• Pruébalo
Prosigue el relato sobre la vida tras el trasplante hepático, que aparece más abajo, a partir de su última oración.

• Fragmento dado
>>>
A mí, por ejemplo, me causa palabras que no logro encontrar. Muchas veces, cuando ingiero la pastilla que es como una bala -se llama ciclosporina, me permito recordar cómo era mi vida antes de todo esto. A decir verdad, no era tan distinta. Lo único que ha cambiado es que me tengo que tomar una dosis diaria de ciclosporina, una en la mañana y otra en la noche, aguantarme los efectos adversos que, más que molestos, son un dolor de cabeza para el mantenimiento de la belleza personal, pues hace que crezcan vellos en todos lados de manera acelerada y el costo del láser es bastante oneroso. Aparte de eso, una cicatriz en forma del logo de Mercedes Benz se dibuja en mi abdomen, misma que mi tío Germán corrigió un poco hace quince días en el quirófano. Por último, están los chequeos periódicos con el grupo de transplante hepático en el Hospital Pablo Tobón Uribe: muestras de sangre, revisión general por parte de mi médico internista y los cirujanos para que al final me digan que siga como voy.
<<<
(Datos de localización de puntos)
>>>
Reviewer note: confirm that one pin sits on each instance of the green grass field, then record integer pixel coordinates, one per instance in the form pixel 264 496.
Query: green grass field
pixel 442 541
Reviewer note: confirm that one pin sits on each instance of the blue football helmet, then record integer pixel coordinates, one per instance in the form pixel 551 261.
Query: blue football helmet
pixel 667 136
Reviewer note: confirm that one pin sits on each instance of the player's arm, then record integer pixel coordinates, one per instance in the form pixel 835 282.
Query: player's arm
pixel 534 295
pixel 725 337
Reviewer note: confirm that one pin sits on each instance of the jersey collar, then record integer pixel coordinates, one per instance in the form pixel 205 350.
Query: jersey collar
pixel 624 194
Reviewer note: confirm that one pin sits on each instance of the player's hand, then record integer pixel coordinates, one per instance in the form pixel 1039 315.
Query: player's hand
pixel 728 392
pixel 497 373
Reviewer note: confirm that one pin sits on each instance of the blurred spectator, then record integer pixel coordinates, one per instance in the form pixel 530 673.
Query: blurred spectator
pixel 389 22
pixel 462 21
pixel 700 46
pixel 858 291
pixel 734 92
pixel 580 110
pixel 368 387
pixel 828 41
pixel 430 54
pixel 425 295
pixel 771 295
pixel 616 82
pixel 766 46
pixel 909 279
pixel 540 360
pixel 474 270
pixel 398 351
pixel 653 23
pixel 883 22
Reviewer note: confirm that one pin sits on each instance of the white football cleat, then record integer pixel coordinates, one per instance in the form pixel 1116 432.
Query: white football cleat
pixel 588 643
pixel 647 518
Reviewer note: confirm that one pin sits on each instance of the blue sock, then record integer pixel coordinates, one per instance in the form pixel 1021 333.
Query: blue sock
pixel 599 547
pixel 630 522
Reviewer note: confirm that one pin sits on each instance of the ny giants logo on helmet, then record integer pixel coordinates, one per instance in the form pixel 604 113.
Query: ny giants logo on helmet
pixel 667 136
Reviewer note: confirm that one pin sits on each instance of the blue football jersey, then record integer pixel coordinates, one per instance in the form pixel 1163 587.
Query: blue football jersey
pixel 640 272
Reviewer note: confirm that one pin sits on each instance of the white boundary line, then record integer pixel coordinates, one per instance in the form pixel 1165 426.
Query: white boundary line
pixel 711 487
<<<
• Resultado del ejercicio
Aún así, el saber que porto una presa vital de alguien que tuvo que morir para que yo esté escribiendo estas líneas, en síntesis y para no ir más lejos, me hace sentir incómoda y va creando encima de mi cabeza un signo de interrogación mayúsculo que apunta a cuestionarme sobre ontología, existencialismo, ética, avances médicos, reciclaje de vidas, Frankenstein, coseduras internas, el fenómeno de la vida, el de la muerte y el de los santos óleos.
Ya dije que no debía hablar de eso, pero ¿qué pensaría mi donante sobre Gloria Trevi? ¿quién era? ¿a qué se dedicaba? Sólo sé que era un hombre de 21 años y que perdió la vida en un accidente automovilístico. ¿Sabrían sus padres o esposa o quien decidiera donarlo que yo deliberadamente escogí morir? ¿qué pensarían al respecto si se enteraran de ello? ¿qué tan grande es el dolor que sienten por la pérdida de esa persona?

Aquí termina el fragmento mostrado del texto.